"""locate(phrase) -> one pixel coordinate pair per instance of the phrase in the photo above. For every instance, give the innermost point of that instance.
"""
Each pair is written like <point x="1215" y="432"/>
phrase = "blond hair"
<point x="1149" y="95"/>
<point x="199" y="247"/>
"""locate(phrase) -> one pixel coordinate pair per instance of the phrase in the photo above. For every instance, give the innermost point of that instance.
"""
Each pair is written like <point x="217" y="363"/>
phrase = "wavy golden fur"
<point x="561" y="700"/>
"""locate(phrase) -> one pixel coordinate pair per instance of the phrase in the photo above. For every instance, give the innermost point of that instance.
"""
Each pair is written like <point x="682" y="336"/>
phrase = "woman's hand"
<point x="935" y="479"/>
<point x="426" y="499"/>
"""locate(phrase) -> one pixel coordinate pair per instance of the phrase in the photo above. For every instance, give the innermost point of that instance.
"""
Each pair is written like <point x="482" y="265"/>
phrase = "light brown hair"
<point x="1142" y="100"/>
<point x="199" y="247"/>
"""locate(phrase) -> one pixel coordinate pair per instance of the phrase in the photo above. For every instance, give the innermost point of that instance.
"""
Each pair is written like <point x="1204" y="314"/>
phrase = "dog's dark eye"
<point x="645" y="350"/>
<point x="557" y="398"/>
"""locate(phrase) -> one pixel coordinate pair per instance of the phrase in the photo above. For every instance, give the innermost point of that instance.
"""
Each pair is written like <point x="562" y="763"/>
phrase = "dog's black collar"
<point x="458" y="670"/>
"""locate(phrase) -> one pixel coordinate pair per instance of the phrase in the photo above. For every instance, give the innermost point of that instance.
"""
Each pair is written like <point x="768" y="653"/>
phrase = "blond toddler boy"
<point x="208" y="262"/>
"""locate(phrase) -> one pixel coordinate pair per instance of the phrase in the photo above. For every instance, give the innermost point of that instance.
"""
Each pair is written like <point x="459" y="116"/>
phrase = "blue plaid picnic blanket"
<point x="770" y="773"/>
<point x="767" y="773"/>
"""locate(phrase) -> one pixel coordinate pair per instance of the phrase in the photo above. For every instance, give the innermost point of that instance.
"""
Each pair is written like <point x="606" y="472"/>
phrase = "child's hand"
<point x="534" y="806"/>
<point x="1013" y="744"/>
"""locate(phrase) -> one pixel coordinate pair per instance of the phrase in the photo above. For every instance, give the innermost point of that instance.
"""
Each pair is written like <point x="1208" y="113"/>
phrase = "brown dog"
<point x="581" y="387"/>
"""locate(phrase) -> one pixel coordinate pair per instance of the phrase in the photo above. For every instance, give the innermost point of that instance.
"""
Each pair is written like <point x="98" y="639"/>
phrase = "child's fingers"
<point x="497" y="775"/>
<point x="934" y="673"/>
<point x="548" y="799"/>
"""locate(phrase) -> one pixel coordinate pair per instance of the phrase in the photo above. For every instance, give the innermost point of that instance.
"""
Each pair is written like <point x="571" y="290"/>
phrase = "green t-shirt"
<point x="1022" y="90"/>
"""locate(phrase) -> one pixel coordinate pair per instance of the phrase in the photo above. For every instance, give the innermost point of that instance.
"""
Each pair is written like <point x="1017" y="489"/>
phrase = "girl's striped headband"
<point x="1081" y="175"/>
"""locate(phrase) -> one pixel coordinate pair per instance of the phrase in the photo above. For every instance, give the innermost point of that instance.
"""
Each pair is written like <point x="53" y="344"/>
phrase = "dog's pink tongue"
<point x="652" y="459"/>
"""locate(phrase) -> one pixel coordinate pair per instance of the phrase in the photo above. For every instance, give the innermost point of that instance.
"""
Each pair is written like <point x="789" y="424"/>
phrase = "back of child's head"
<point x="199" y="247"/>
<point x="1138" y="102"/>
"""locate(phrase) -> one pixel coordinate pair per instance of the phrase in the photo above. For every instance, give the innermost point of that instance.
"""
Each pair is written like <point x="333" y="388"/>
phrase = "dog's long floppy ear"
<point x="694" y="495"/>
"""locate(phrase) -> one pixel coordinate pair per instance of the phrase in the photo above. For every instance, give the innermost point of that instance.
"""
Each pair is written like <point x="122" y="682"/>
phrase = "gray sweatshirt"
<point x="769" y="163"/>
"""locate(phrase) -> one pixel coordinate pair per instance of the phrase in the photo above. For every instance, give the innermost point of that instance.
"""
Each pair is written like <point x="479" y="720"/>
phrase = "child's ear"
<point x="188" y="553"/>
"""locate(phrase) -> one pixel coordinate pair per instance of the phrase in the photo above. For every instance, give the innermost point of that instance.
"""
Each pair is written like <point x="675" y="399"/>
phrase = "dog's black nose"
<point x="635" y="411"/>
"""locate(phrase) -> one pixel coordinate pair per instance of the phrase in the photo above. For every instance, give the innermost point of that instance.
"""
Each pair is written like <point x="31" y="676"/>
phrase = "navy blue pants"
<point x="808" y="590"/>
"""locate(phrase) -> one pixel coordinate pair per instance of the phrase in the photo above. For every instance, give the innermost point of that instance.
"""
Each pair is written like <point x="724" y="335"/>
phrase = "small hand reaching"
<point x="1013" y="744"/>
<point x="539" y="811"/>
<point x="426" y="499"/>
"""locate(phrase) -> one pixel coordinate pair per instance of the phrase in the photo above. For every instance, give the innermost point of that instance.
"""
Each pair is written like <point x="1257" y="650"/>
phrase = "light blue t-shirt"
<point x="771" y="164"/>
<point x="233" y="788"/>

SET TASK >> Copy every line verbatim.

EXPECTED ANSWER >>
"""locate(phrase) -> one pixel coordinate pair per instance of the phrase in the photo above. For every instance, give the innermost point of that instance.
"""
Each pair is written like <point x="1215" y="432"/>
phrase = "blond hair"
<point x="1149" y="95"/>
<point x="199" y="247"/>
"""locate(phrase) -> one pixel coordinate pair per instance of the phrase in the photo above. For every instance, give the innermost point of that instance.
"""
Each pair is written like <point x="217" y="363"/>
phrase = "wavy golden fur"
<point x="561" y="700"/>
"""locate(phrase) -> one pixel coordinate pair per instance of the phrase in the photo above. For every instance, give the innermost point of that instance.
"""
Each pair is written like <point x="682" y="336"/>
phrase = "woman's hand"
<point x="935" y="479"/>
<point x="426" y="499"/>
"""locate(phrase) -> one pixel coordinate pair per instance of the phrase in the photo above. For every instance, give the innermost point of that instance.
"""
Each pair is written like <point x="482" y="265"/>
phrase = "light brown hair"
<point x="1142" y="100"/>
<point x="199" y="247"/>
"""locate(phrase) -> one pixel coordinate pair per instance of the phrase in the photo above. For every instance, give the innermost point of that instance.
"""
Each pair is written like <point x="1204" y="314"/>
phrase = "dog's dark eye"
<point x="645" y="350"/>
<point x="557" y="398"/>
"""locate(phrase) -> one pixel coordinate pair per instance of the phrase in the photo above. For every instance, give the innermost point of that instance.
"""
Each pair is written like <point x="562" y="763"/>
phrase = "dog's black collar"
<point x="458" y="670"/>
"""locate(phrase) -> one pixel coordinate pair per instance of the phrase in the photo above. For every instance, give the innermost point of that instance.
"""
Each pair is written like <point x="768" y="653"/>
phrase = "blond toddler boy"
<point x="208" y="262"/>
"""locate(phrase) -> one pixel coordinate pair per instance of the phrase in the photo above. For every instance, give the innermost point of that instance.
"""
Each pair is written like <point x="459" y="116"/>
phrase = "blue plaid picnic blanket"
<point x="770" y="773"/>
<point x="767" y="773"/>
"""locate(phrase) -> one pixel coordinate pair per instance of the phrase in the photo above. For every instance, give the innermost point of that instance.
"""
Each pair is written like <point x="606" y="472"/>
phrase = "child's hand"
<point x="534" y="806"/>
<point x="1013" y="744"/>
"""locate(phrase) -> one pixel coordinate pair per instance of the phrase in the photo above. For every instance, give the innermost point of that instance.
"""
Each pair is written like <point x="1208" y="113"/>
phrase = "brown dog"
<point x="581" y="387"/>
"""locate(phrase) -> one pixel coordinate pair per instance of the phrase in the photo above. For every instance, give the innermost point of that instance.
"""
Each pair is written like <point x="98" y="639"/>
phrase = "child's fingers"
<point x="497" y="775"/>
<point x="934" y="673"/>
<point x="548" y="799"/>
"""locate(phrase) -> one pixel coordinate pair per instance of the phrase in the photo above. For every instance, give the innermost point of that instance.
"""
Each pair is written like <point x="571" y="290"/>
phrase = "green t-shirt"
<point x="1022" y="90"/>
"""locate(phrase) -> one pixel coordinate pair per instance of the phrase in the photo above. For every instance, give the innermost point of that instance.
"""
Each pair is written like <point x="1017" y="489"/>
phrase = "girl's striped headband"
<point x="1081" y="175"/>
"""locate(phrase) -> one pixel coordinate pair per instance of the phrase in the photo above. For every instance, give the innermost point of that instance.
"""
Each pair is written like <point x="53" y="344"/>
phrase = "dog's pink tongue"
<point x="652" y="459"/>
"""locate(phrase) -> one pixel coordinate pair per instance of the phrase in the photo above. For every instance, give the innermost point of that instance.
"""
Each pair is written like <point x="789" y="424"/>
phrase = "back of child's head"
<point x="199" y="247"/>
<point x="1138" y="102"/>
"""locate(phrase) -> one pixel coordinate pair per instance of the phrase in the photo above. For every instance, give the innermost point of that instance.
"""
Each pair is written like <point x="333" y="388"/>
phrase = "dog's long floppy ear"
<point x="694" y="495"/>
"""locate(phrase) -> one pixel coordinate pair per instance of the phrase in the photo above. For every instance, give the innermost point of that instance.
"""
Each pair is written like <point x="122" y="682"/>
phrase = "gray sweatshirt"
<point x="769" y="163"/>
"""locate(phrase) -> one pixel coordinate pair per instance of the phrase in the photo above. For every instance, give the innermost point of that instance.
"""
Each pair is written like <point x="479" y="720"/>
phrase = "child's ear"
<point x="188" y="553"/>
"""locate(phrase) -> one pixel coordinate pair per instance of the phrase in the photo above. For every instance, give the innermost point of that instance.
"""
Each pair is written like <point x="675" y="399"/>
phrase = "dog's black nose"
<point x="635" y="411"/>
"""locate(phrase) -> one pixel coordinate pair per instance of the phrase in the photo above. For every instance, give the innermost point of that instance.
"""
Each pair is written like <point x="31" y="676"/>
phrase = "navy blue pants"
<point x="808" y="590"/>
"""locate(phrase) -> one pixel coordinate pair per instance of the phrase in the photo above. For every instance, give the innermost point of that instance.
"""
Each pair is written like <point x="724" y="335"/>
phrase = "small hand reaching"
<point x="1013" y="744"/>
<point x="539" y="811"/>
<point x="426" y="499"/>
"""locate(phrase) -> one pixel coordinate pair per instance of the phrase in the photo above. For every instance, give the innermost point of that instance.
"""
Each pair is written like <point x="1257" y="650"/>
phrase = "light blue t-shirt"
<point x="771" y="164"/>
<point x="233" y="788"/>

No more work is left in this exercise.